- _TEXT SHOWN_
»»

Claude Code response
  → Stop Hook (tts-hook.sh)
    → strips markdown
    → queues text
  → Background Worker (tts-worker.sh)
    → sends to localhost:7860/synthesize
    → plays WAV through speaker
    → archives as MP3

The TTS server (server.py) is a FastAPI app running Qwen3-TTS Base — a 0.6B parameter model, 8-bit quantised, running on MLX. It loads once (~6 GB peak memory) and serves any number of voices. Each voice is just a 700 KB WAV reference clip and a transcript string. Adding a voice costs zero additional memory.

The stop hook fires after every Claude Code response. It strips markdown formatting (so the model doesn’t try to pronounce backticks), truncates long responses, and drops the text into a queue directory.

The background worker processes the queue serially with mkdir-based locking — no audio overlap, no race conditions. Responses are archived as compressed MP3s in ~/.claude/tts-archive/.

17 Voices, Zero Extra Memory

The voice library ships with 17 cloned voices, all extracted from public audio using the clone-voice.sh pipeline:

Female: Galadriel (Cate Blanchett), Samantha (Scarlett Johansson), Avasarala (Shohreh Aghdashloo), Vesper (Eva Green), Marla (Helena Bonham Carter), Claudia (Claudia Black), Aurora (AURORA), Audrey (Audrey Hepburn), Eartha (Eartha Kitt), Tilda (Tilda Swinton)

««

- _Dataset entries_

»»

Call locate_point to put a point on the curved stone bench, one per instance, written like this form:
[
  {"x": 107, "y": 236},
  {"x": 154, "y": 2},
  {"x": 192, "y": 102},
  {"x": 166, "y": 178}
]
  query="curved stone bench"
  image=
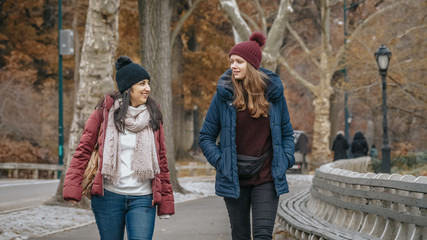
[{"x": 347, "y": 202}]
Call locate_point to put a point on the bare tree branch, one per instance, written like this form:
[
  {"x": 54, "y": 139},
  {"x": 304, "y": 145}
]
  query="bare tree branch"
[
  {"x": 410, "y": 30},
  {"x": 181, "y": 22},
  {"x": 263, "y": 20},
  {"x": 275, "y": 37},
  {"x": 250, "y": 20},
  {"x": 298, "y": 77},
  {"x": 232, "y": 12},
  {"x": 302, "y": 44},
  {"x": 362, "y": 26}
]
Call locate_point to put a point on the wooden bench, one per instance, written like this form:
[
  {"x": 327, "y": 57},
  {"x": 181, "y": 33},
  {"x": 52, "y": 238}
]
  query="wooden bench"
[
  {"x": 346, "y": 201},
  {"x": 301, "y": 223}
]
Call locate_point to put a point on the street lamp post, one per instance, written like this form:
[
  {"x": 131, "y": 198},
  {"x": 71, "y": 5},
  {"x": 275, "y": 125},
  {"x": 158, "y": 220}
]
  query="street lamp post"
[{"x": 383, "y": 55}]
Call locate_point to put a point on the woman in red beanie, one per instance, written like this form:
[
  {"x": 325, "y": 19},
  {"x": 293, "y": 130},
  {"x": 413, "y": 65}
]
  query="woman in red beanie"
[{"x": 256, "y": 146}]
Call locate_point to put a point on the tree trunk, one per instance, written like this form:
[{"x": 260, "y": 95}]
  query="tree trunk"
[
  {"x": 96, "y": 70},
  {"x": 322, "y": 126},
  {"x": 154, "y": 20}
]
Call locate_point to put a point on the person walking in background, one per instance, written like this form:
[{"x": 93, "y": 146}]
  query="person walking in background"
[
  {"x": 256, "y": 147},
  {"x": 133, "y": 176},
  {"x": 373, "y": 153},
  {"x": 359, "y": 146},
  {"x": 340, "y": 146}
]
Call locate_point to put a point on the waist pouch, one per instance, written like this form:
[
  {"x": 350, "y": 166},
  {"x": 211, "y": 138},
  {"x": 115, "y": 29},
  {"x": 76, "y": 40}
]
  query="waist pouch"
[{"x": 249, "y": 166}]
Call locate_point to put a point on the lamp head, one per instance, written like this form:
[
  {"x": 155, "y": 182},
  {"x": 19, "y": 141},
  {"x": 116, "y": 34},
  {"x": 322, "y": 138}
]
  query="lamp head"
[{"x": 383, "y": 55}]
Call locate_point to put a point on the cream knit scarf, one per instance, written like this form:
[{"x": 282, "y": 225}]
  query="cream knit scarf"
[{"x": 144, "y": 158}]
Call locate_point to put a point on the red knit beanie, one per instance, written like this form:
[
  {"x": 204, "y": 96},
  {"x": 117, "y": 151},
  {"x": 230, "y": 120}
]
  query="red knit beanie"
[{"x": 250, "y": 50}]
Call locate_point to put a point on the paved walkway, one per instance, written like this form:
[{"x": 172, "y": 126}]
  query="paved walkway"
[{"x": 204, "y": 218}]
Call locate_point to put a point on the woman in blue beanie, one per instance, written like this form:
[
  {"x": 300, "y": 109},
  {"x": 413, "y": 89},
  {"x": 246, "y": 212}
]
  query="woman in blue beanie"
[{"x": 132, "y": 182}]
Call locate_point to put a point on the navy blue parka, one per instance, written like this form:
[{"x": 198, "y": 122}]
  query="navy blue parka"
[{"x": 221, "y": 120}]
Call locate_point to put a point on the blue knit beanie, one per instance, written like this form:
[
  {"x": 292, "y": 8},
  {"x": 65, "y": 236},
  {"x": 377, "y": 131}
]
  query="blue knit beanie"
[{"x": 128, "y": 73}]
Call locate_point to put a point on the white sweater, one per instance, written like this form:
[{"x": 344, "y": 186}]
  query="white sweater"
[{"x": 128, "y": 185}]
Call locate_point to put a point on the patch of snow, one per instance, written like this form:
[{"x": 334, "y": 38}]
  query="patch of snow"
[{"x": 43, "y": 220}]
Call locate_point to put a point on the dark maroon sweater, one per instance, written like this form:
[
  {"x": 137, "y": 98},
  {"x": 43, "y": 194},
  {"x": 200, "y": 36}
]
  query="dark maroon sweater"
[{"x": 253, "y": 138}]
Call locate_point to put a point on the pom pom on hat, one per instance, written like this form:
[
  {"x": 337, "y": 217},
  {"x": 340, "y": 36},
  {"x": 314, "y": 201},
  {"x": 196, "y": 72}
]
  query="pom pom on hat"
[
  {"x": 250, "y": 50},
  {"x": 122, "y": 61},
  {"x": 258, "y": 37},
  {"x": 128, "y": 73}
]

««

- _ACTIVITY A_
In the TTS setup text, what makes up each voice?
- _ACTIVITY B_
Carry the TTS setup text forward from its final line.

- _ANSWER SPACE A_
Each voice is a 700 KB WAV reference clip and a transcript string.

- _ANSWER SPACE B_
Male: Snape (Alan Rickman), Loki (Tom Hiddleston), Spock (Leonard Nimoy), Bardem (Javier Bardem), Depp (Johnny Depp)

Character: Vixen (children’s poem reader), Obi (7-year-old Australian)

Every voice is a single WAV file (~700 KB) and a transcript. The model extracts speaker embeddings at inference time — no fine-tuning, no per-voice model copies. We serve all 17 from a single 8 GB M1 with no measurable difference in memory usage between one voice and seventeen.

Per-Project Voice Selection

Different codebases deserve different voices. Drop a .afterwords file in any repo root:

echo "galadriel" > /path/to/my-project/.afterwords

The hook reads this file on every synthesis call. Switch projects, switch voices. No server restart, no configuration reload. The TTS server accepts the voice name as a query parameter — the hook just passes it through.

This means SPARK development gets Vixen’s voice. This website gets Galadriel. Security research gets Snape. The voice becomes part of the project’s character.

Setup

One command:

git clone https://github.com/adrianwedd/afterwords.git
cd afterwords
bash setup.sh

The installer checks hardware compatibility, sets up the Python environment, downloads model weights (~1.5 GB on first run), walks through optional voice cloning, wires the Claude Code stop hook, and configures launchd auto-start. The server launches on boot and waits quietly until Claude Code has something to say.

Requirements: Apple Silicon Mac (M1+), 8 GB RAM, Python 3.11+, Claude Code with a Claude.ai account.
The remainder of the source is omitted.